# Selected passage
I was asked to find out what the vendor is doing, and in doing so hopefully determine the root cause so it can be corrected. I am offsite when the situation arises and the client needs to move fast to continue operations (i.e. call the vendor immediately). I provided a script for the in-house IT folks to run when the database locks up, and before they call the vendor for support, that:
1. Starts a trace that captures various columns for the SP:Starting and SQL:BatchStarting events.
2. Captures to a table a snapshot of all sessions, the SQL executing on each SPID and any blocking chains they are participating in.
After the vendor does their magic I have the IT folks a run a second script that stops the trace. The issue has occurred four times in the last two days and I have narrowed it down to extensive blocking issues within the database. The "magic" has been identified as the vendor logging in, opening Activity Monitor, and killing the SPID at the head of the blocking chain.
The first snapshot shows two head blockers, both from the same client host. That has me imagining they may have kicked off two of the same report inadvertently or something of the like, but that's only in the back of my mind (or wherever imagination happens).
I used DBCC PAGE to lookup the Wait Resources on the blocked SPIDs with LCK_M_S (the rest were CXPACKET waits) and they all relate back to two heaps, each with an insane number of columns and an even more insane number of multi-column non-clustered non-unique indexes. I am thinking I need to focus on converting these two heaps into clustered tables and look to reduce the number of indexes. I have not dug in but I will be shocked if any less than half of the indexes are redundant.
I have some joins happening and my snapshot query is pretty lengthy...this is more or less how I am capturing the SQL:
SELECT [text]
FROM sys.dm_exec_sql_text(COALESCE(sys.dm_exec_requests.sql_handle, sys.dm_exec_connections.most_recent_sql_handle))
One problem I am having is that in all cases the snapshot is showing that the head blocker SPIDs are executing the following SQL:
SET TEXTSIZE 2147483647
That's it! Has anyone seen this type of thing?

# Supplied material
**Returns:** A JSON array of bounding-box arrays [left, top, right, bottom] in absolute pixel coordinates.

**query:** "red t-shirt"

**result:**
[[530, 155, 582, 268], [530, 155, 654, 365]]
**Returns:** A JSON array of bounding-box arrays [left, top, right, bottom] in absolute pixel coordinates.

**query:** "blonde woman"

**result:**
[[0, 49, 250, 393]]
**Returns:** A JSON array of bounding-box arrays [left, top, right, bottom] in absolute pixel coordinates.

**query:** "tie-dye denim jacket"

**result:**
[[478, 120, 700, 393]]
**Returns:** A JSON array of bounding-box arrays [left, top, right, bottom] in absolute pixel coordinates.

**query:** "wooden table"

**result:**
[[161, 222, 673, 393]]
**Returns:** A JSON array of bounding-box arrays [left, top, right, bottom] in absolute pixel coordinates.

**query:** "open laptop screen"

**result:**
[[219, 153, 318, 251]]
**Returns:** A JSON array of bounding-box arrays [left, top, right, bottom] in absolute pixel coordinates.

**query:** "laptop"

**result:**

# What is asked
Answer these from the database blocking text:
1. How many times has the issue occurred, and over what period?
2. Which wait type did the blocked SPIDs that were looked up with DBCC PAGE have?
3. What SQL does the snapshot show the head blocker SPIDs executing?

# Result of the task
1. Four times in the last two days.
2. LCK_M_S.
3. SET TEXTSIZE 2147483647